** Opening Data to use block **

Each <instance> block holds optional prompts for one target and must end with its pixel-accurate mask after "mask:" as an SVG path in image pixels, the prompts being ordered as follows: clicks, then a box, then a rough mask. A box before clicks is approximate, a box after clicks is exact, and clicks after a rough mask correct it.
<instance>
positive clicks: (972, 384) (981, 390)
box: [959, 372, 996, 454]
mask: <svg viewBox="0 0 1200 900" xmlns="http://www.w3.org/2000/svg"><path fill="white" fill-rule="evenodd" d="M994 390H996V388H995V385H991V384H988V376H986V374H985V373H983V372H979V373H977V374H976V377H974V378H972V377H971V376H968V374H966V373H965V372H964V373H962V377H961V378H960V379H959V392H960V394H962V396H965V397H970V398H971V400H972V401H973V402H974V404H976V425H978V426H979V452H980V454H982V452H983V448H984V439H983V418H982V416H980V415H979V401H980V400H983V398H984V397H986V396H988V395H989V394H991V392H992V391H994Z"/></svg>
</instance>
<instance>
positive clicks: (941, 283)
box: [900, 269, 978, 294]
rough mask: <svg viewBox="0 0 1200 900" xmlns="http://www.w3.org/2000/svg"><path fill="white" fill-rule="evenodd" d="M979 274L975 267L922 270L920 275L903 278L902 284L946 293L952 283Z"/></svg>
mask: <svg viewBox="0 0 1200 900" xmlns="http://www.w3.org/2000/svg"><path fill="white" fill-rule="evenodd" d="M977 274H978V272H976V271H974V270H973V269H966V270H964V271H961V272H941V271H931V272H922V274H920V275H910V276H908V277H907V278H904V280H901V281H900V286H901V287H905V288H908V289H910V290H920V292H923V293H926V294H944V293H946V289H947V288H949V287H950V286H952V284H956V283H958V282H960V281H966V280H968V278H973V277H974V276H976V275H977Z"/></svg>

** Closing Data to use block **

Exercise requirements:
Work through the entries, filtering for the string "positive", and copy each line that holds it.

Output:
positive clicks: (972, 384) (981, 390)
positive clicks: (941, 283)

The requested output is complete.